====== Input data

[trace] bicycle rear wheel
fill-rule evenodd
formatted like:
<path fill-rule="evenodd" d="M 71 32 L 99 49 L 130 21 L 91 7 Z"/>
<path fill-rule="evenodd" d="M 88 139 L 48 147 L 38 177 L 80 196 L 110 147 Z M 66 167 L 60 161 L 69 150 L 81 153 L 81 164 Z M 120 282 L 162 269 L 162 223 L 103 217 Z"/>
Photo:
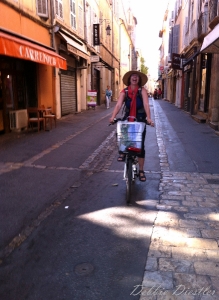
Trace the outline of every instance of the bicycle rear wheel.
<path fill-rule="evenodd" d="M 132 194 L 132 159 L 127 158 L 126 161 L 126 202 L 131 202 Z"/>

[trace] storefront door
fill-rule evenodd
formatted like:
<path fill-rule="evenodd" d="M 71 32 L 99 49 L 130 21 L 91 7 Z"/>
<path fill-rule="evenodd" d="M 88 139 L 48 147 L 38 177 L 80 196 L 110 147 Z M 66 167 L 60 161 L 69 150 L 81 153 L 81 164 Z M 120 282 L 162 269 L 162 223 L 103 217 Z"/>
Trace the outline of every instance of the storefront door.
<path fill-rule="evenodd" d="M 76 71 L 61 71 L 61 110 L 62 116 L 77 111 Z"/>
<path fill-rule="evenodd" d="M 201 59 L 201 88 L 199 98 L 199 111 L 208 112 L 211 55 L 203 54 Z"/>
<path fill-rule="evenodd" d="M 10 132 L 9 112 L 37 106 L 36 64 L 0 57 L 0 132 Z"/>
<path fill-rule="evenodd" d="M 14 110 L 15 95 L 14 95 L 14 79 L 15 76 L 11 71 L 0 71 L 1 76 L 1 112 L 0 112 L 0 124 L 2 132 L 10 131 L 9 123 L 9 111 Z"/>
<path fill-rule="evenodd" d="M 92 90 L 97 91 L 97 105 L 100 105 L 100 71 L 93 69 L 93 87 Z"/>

============
====== Input data

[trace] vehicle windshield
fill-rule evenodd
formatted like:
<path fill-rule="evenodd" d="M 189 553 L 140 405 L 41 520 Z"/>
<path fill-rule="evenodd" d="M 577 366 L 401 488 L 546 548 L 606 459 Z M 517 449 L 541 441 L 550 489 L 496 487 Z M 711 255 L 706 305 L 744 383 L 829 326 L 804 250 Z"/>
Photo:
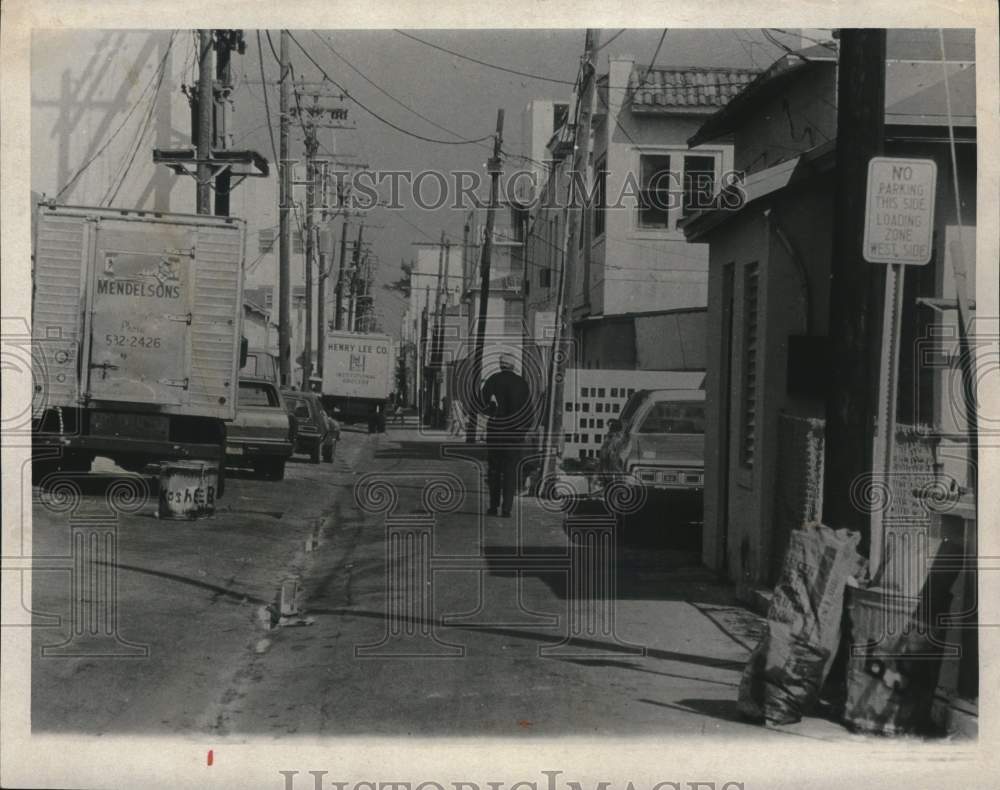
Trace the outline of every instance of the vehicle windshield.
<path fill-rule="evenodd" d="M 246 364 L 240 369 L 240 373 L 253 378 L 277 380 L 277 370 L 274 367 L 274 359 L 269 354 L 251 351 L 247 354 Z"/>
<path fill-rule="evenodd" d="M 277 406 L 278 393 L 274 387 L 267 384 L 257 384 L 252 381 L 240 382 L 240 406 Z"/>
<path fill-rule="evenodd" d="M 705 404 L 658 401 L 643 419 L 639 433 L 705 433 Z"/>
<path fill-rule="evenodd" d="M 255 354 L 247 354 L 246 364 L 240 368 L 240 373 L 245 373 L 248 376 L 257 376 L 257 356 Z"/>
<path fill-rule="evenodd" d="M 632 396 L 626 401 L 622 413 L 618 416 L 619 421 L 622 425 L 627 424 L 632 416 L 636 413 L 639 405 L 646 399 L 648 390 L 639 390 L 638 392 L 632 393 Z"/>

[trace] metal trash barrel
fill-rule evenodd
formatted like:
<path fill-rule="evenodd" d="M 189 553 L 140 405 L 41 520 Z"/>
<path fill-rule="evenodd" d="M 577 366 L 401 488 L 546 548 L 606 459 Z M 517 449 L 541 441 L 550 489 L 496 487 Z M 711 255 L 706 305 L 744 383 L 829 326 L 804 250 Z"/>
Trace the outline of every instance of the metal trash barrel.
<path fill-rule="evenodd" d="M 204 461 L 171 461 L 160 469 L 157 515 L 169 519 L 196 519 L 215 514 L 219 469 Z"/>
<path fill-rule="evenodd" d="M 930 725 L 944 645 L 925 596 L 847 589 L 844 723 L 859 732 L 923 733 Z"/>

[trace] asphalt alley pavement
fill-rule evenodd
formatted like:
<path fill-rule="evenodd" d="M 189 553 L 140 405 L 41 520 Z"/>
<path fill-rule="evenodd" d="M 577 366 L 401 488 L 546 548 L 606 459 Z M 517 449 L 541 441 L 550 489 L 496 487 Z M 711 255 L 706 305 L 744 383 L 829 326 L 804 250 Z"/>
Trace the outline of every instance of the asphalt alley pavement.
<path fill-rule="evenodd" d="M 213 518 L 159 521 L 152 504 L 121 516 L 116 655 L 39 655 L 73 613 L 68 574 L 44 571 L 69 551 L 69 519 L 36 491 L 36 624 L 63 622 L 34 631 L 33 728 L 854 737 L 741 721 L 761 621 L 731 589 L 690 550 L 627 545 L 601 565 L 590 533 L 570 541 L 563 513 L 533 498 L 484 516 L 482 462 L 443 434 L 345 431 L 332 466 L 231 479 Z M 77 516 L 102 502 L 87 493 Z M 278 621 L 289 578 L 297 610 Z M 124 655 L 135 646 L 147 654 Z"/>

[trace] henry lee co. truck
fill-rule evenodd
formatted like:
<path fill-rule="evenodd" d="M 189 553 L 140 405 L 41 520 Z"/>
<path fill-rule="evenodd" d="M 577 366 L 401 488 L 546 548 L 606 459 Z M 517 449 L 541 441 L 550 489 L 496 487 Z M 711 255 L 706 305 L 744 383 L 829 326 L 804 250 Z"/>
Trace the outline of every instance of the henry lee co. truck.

============
====== Input data

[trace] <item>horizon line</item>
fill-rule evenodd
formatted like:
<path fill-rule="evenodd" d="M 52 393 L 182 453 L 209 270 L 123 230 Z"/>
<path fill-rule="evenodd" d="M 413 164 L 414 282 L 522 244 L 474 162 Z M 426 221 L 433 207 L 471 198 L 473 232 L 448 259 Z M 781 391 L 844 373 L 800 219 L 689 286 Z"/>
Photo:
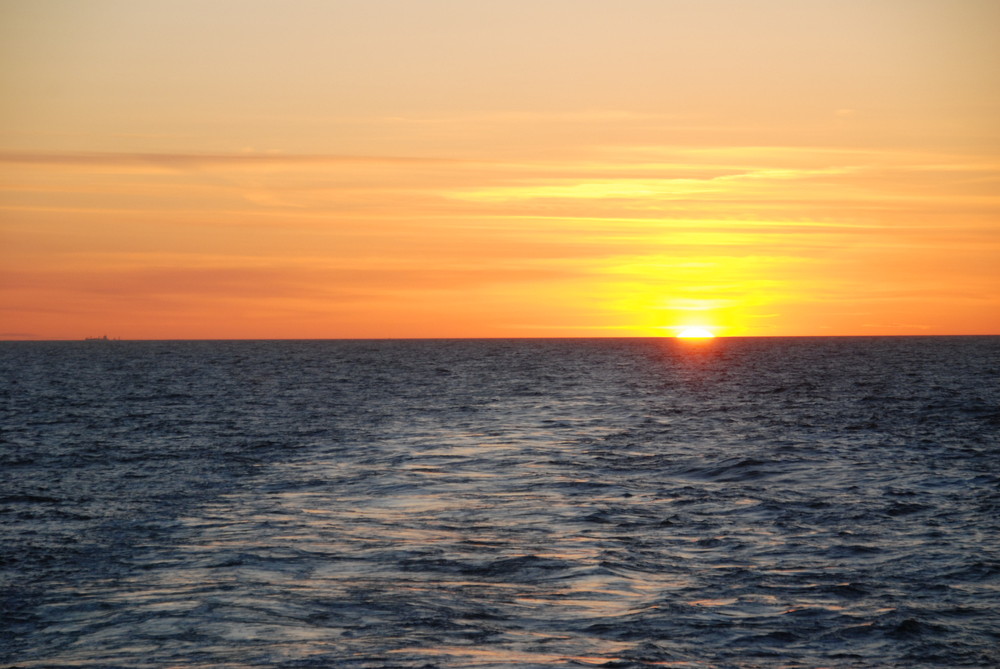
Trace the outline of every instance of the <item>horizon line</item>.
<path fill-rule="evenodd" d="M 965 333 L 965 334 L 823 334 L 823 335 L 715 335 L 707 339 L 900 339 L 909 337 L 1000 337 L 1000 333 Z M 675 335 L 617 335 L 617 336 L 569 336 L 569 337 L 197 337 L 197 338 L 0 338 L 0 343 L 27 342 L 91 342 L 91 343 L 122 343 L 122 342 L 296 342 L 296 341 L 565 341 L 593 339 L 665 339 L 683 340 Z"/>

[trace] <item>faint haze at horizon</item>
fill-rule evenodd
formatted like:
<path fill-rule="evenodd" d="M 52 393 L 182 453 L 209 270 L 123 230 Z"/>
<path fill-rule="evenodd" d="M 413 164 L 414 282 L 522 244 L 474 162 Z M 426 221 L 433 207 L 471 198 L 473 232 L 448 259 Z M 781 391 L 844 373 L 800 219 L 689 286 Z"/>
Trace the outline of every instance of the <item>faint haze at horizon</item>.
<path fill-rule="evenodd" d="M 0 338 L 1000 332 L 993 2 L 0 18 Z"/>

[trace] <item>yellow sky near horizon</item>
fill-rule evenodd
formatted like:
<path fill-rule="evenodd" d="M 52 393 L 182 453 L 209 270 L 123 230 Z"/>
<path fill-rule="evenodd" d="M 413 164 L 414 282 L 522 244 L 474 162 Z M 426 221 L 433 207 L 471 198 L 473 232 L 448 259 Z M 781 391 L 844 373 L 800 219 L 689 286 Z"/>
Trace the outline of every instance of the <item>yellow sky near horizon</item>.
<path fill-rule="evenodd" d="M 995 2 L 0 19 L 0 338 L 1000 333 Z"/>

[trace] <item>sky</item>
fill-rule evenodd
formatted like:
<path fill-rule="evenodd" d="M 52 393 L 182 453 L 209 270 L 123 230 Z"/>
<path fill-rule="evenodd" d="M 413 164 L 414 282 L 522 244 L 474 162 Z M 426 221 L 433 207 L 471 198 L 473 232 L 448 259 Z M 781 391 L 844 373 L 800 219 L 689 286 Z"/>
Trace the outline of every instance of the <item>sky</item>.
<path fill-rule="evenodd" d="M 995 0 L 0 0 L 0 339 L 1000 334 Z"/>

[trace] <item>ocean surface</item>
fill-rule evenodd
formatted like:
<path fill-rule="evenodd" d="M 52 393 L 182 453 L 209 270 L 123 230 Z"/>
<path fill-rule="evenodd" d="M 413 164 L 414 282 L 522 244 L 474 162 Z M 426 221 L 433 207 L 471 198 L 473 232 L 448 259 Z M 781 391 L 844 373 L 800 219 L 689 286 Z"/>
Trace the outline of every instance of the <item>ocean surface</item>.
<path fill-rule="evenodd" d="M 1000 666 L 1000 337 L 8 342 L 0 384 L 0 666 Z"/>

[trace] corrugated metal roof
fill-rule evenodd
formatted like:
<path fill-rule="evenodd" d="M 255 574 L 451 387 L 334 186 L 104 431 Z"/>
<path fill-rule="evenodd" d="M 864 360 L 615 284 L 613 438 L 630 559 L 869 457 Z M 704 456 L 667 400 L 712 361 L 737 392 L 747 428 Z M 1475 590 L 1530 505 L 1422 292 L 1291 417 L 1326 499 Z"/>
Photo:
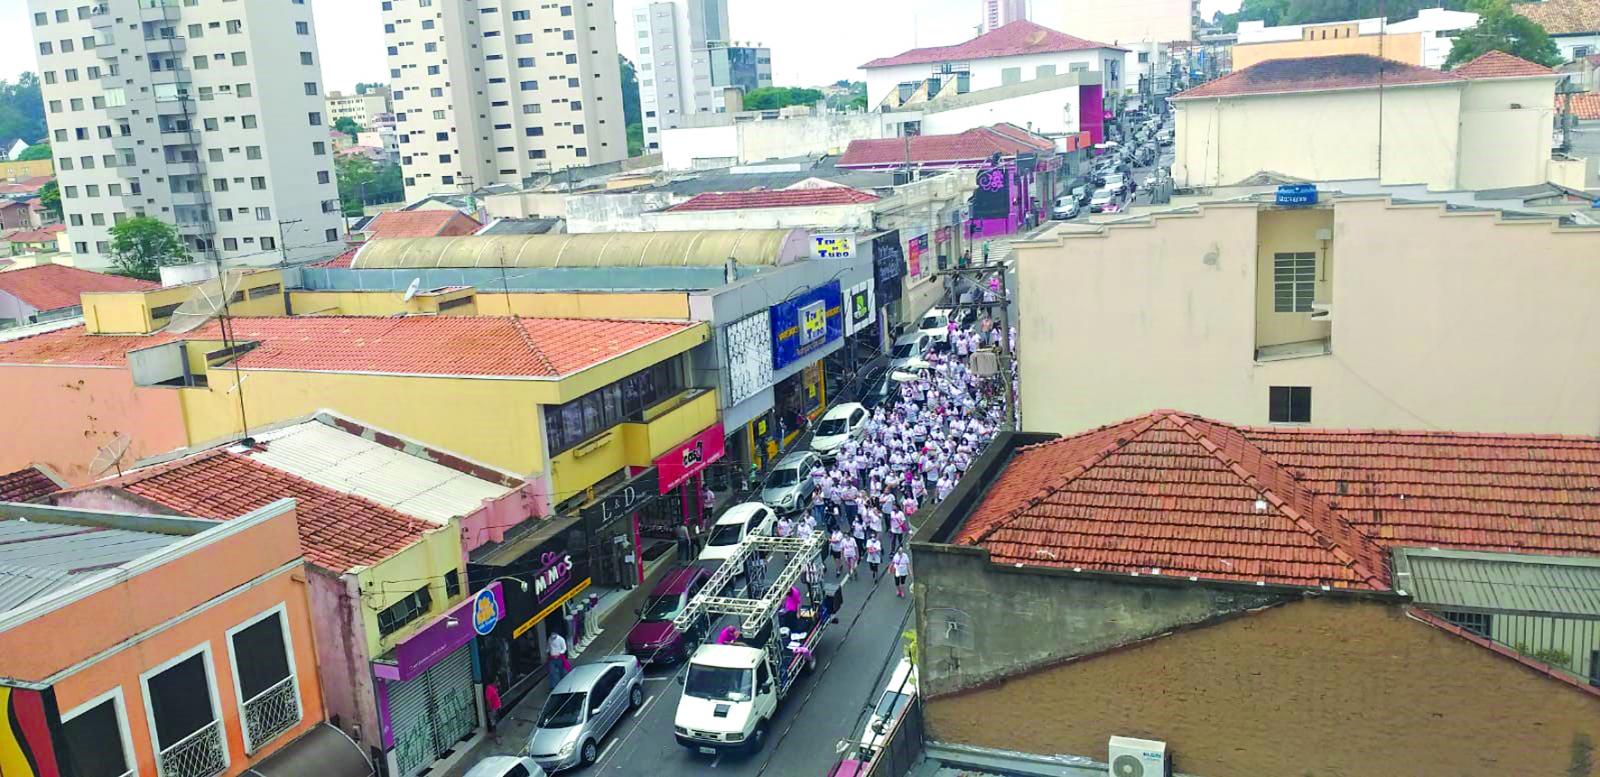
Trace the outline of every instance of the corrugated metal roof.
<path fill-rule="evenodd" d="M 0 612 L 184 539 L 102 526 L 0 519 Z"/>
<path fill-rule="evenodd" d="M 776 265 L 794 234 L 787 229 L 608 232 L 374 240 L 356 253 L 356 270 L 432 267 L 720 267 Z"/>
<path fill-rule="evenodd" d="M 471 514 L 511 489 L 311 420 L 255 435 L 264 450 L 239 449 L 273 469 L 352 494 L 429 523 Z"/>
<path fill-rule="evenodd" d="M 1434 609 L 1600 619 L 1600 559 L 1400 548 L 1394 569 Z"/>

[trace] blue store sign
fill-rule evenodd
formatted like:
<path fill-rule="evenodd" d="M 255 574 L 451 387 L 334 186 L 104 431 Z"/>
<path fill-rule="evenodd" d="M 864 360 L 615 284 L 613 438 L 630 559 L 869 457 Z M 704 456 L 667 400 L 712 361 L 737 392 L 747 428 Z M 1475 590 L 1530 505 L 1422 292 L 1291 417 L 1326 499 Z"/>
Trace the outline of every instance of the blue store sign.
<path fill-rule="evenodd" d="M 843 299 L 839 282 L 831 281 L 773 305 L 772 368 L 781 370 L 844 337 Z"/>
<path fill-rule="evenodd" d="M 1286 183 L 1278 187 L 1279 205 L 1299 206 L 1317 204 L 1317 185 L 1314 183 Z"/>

============

Task to complete — Tell how many lines above include "truck", and add no other text.

Solution for this problem — 2